* Text section:
'''
Aider remains the most battle-tested free option — over 40,000 GitHub stars and roughly 4.1 million installs, Git-native with automatic commits per change, and a "bring your own model, zero markup" philosophy that has earned a loyal following. If your needs are personal productivity or a small team without ambition to ship a packaged product, Aider is still hard to beat.
Continue, meanwhile, has done something interesting in 2026 — it pivoted from being a coding assistant to being a CI quality-control platform, with open-source CLI agents that run on every pull request and enforce team-level rules. That is a different category of product from what Cline is now competing in, but worth flagging because builders comparing on outdated 2025 mental models will get the picture wrong.
Cline's SDK is therefore not a head-on competitor to either. It is the runtime layer that lets a builder ship a product in the space those two operate in, without first inventing the wheel. Comparable closed-source surfaces — Claude Code's /autopilot mode, Cursor, Windsurf — give a useful frame: this is roughly what they ship, only the runtime is now open, embeddable, and provider-neutral.
What the SDK does not give you
An honest assessment: shipping an embedded agent product is more than a runtime. The SDK does not, by itself, hand you any of the following — and your in-house product still needs them.
- Evaluation harness. Cline runs its own benches internally; you will need to build (or buy) one tuned to your task distribution. Without this you cannot meaningfully track regression when you swap models.
- Observability and tracing. The SDK emits events; you need a tracing pipeline to ingest them, plus retention, search and alerting. Most teams underestimate this until the first production incident.
- Safety guardrails specific to your domain. A coding agent in a regulated environment needs PII filters, secret-scanning on outputs, and policy checks on tool calls. Cline's own UI surfaces approvals; your product has to build the equivalent.
- Cost governance. Token spend on warm-cache long-context runs can be eye-watering. Without per-tenant budgets and rate limits, a single runaway task can drain a month's allowance in an afternoon.
The SDK lowers the cost of building an agent product by a large multiple. It does not change the cost of running one safely. Treat the runtime as a great starting point, not a complete solution. Plan for evaluation, observability, guardrails and cost controls as first-class workstreams in your roadmap, not afterthoughts.
The bigger picture: distribution layers are forming
Zoom out. In the past six months, the agent ecosystem has acquired three new layers it did not have before: a runtime layer (this announcement), a distribution layer (see GitHub's gh skill for a package-manager pattern), and a governance layer (hosted offerings from the major labs). For Indian and UK builders, the practical consequence is that you can now compose an agent product from off-the-shelf parts in a way that simply was not possible last year.
The new ceiling is no longer the runtime; it is the quality of your domain knowledge, the tightness of your evaluation loop, and the safety story you can put in front of a buyer. Those have always been the things that mattered. Cline's SDK release just makes them harder to hide behind a "we are still building the platform" excuse.
Final read
This is one of the more consequential open-source releases of the year for builders shipping coding agents. The runtime is real, production-tested, provider-neutral, and free. The benchmark numbers are credible. The companion CLI shows the runtime is not a toy. The trade-off is honest — you still own evaluation, observability, guardrails and cost control. For most Indian and UK teams that have been quietly stitching their own agent loop together since 2024, the right move this month is to spike the SDK against your real workload, measure the deltas, and decide whether to keep your bespoke loop or retire it. The opportunity cost of not doing that experiment is now larger than the cost of doing it.
'''
* Records:
'''
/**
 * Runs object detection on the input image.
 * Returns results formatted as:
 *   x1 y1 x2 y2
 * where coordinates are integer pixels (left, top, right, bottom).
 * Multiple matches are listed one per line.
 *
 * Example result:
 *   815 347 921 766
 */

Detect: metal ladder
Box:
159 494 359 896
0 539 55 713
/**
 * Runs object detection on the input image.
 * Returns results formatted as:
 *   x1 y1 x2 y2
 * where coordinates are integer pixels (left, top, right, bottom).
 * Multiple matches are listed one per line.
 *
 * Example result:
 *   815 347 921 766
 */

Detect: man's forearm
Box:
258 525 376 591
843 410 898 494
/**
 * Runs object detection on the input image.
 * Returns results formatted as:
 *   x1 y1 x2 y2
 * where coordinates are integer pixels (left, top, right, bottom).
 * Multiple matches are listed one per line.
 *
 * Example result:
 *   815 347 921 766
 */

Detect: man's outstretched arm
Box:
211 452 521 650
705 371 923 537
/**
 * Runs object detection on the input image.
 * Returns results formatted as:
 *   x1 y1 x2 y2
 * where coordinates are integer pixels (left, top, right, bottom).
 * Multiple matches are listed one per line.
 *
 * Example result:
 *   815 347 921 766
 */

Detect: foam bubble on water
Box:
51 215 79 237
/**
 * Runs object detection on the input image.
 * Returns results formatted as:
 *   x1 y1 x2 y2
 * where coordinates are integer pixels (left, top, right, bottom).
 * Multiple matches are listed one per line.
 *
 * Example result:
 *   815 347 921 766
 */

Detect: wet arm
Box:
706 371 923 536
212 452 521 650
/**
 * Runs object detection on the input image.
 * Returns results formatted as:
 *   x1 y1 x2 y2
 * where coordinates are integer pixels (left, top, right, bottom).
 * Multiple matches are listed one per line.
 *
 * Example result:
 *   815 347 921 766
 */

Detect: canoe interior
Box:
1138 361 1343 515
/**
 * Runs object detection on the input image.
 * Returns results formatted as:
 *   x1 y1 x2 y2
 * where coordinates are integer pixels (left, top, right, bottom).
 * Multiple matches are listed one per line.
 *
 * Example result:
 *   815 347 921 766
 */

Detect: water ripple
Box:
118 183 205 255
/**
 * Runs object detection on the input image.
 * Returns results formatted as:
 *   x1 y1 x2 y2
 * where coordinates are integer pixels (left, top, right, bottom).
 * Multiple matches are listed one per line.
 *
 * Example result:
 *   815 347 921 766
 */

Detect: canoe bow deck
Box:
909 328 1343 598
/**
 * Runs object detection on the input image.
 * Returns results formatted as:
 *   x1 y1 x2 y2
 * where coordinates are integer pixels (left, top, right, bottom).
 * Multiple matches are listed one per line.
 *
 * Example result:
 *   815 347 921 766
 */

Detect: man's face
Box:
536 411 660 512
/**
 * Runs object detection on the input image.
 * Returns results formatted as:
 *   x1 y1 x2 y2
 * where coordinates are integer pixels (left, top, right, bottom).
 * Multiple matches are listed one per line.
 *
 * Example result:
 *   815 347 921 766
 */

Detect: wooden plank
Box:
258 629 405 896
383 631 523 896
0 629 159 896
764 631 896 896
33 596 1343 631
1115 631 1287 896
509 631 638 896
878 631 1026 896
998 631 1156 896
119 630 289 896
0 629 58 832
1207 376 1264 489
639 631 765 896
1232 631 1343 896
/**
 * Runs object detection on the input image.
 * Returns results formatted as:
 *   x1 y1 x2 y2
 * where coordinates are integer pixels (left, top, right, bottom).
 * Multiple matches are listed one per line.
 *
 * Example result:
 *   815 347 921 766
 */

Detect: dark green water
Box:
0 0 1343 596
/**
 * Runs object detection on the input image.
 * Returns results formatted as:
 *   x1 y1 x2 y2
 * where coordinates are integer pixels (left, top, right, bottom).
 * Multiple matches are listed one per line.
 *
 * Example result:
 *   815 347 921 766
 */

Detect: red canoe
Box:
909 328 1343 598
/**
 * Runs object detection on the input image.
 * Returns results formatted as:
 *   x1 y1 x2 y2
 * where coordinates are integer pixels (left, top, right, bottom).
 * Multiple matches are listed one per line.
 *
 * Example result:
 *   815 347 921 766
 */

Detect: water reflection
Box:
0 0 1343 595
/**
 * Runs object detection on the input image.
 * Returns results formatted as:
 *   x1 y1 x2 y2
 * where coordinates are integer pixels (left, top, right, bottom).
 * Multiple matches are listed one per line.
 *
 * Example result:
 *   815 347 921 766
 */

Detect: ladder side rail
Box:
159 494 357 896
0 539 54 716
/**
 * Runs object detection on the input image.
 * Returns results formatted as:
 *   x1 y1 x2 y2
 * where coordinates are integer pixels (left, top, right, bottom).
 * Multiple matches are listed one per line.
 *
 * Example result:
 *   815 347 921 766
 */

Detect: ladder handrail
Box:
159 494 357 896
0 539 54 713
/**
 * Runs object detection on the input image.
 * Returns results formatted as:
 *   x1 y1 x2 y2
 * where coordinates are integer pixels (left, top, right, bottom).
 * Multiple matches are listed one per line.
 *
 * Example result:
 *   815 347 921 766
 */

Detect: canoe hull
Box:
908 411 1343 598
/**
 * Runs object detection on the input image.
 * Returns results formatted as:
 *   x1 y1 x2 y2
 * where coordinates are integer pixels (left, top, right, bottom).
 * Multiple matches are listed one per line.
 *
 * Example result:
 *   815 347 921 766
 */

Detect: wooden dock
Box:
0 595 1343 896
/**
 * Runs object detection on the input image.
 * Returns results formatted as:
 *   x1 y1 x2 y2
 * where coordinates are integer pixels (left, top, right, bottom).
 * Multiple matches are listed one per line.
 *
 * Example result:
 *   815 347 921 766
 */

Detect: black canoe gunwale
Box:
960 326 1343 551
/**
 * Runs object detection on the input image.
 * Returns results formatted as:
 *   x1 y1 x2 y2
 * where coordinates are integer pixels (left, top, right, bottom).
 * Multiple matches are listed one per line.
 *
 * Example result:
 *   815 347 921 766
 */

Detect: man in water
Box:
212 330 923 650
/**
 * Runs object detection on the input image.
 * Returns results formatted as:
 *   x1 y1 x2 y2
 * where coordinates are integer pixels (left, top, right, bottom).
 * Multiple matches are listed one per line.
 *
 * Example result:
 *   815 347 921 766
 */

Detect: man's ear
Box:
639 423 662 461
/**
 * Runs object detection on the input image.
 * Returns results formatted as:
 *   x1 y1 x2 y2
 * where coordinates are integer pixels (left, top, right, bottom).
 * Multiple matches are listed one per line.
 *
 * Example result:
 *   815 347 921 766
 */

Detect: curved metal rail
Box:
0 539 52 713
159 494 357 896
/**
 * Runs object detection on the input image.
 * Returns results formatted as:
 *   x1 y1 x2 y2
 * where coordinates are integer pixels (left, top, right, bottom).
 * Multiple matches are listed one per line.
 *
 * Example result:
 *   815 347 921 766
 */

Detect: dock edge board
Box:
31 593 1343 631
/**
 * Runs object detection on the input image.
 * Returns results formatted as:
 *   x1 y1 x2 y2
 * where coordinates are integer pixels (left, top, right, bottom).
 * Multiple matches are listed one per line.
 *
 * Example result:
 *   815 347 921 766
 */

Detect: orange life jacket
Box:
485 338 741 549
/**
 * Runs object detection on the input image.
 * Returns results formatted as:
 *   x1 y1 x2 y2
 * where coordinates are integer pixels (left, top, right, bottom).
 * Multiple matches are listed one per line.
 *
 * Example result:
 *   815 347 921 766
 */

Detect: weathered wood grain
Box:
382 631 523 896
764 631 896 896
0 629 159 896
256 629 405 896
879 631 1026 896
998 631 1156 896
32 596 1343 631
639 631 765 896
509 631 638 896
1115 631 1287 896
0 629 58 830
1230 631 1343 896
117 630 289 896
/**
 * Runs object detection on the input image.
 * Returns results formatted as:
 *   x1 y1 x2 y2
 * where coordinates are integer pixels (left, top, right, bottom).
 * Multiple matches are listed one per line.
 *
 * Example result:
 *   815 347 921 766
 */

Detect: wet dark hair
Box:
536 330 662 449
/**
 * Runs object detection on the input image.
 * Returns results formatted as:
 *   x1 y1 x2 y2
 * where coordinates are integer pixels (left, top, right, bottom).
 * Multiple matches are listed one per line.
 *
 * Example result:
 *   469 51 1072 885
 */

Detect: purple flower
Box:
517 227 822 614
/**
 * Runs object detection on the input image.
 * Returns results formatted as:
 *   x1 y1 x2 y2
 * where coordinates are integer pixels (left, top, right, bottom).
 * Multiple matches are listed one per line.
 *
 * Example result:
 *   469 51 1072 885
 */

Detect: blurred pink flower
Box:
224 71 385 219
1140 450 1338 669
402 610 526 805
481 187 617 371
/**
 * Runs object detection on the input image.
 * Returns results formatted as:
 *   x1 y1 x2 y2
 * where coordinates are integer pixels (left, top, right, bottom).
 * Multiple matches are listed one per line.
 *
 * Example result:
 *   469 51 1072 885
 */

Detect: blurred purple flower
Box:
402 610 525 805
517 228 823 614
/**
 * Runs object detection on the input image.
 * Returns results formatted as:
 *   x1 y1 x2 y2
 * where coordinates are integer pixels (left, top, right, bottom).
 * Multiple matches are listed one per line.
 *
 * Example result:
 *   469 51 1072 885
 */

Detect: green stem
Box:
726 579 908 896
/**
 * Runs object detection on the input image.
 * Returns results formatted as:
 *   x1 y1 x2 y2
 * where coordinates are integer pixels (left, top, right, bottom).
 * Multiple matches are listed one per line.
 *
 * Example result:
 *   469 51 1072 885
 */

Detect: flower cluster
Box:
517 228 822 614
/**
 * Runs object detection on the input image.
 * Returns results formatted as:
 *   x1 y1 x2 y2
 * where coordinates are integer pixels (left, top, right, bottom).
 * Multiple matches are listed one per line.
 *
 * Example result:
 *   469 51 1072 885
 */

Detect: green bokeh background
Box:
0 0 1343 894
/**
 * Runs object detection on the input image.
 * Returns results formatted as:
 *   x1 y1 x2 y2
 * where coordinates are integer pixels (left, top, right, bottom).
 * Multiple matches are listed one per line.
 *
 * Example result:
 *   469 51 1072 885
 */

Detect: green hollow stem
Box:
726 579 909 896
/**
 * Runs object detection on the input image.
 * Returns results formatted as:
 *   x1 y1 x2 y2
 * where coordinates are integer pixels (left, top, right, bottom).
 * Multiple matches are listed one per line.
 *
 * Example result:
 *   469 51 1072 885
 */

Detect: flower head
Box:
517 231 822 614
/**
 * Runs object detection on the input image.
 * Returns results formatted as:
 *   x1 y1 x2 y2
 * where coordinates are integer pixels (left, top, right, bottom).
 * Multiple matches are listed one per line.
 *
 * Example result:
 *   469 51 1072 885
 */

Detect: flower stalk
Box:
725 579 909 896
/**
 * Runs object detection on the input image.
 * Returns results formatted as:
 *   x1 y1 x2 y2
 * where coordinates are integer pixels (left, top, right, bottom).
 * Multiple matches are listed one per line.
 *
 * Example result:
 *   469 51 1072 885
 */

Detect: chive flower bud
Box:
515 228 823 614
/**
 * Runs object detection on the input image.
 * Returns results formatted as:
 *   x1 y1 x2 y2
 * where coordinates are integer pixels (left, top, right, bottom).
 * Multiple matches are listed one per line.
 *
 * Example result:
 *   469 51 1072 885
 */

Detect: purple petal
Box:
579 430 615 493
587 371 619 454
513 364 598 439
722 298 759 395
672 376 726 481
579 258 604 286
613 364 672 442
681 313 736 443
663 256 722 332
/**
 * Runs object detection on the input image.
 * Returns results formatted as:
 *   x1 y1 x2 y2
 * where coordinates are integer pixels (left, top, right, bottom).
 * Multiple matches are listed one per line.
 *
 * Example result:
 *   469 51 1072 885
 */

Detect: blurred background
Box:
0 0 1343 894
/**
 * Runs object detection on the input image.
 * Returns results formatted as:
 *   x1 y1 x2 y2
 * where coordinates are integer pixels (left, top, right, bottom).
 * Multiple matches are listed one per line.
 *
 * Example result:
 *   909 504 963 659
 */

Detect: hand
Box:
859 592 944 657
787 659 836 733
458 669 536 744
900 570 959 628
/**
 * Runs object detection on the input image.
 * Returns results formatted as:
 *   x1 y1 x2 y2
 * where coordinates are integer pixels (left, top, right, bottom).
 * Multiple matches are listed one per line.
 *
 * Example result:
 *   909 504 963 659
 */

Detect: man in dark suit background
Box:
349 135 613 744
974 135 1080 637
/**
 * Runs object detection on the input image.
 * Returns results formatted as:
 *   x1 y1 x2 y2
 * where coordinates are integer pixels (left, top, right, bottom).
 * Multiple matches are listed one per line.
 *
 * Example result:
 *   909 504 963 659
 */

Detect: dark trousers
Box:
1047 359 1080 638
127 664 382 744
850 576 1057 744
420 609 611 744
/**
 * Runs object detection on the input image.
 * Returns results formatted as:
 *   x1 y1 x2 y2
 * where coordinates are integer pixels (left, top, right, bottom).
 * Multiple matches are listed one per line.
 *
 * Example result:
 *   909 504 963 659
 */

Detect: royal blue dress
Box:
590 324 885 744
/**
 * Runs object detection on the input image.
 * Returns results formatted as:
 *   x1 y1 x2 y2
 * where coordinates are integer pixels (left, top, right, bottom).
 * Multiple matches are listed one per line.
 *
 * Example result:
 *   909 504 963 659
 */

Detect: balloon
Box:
'''
* Problem details: Reproduce word for word the passage of the Cline SDK article that opens with the words "What the SDK" and closes with "you swap models.".

* Response:
What the SDK does not give you
An honest assessment: shipping an embedded agent product is more than a runtime. The SDK does not, by itself, hand you any of the following — and your in-house product still needs them.
- Evaluation harness. Cline runs its own benches internally; you will need to build (or buy) one tuned to your task distribution. Without this you cannot meaningfully track regression when you swap models.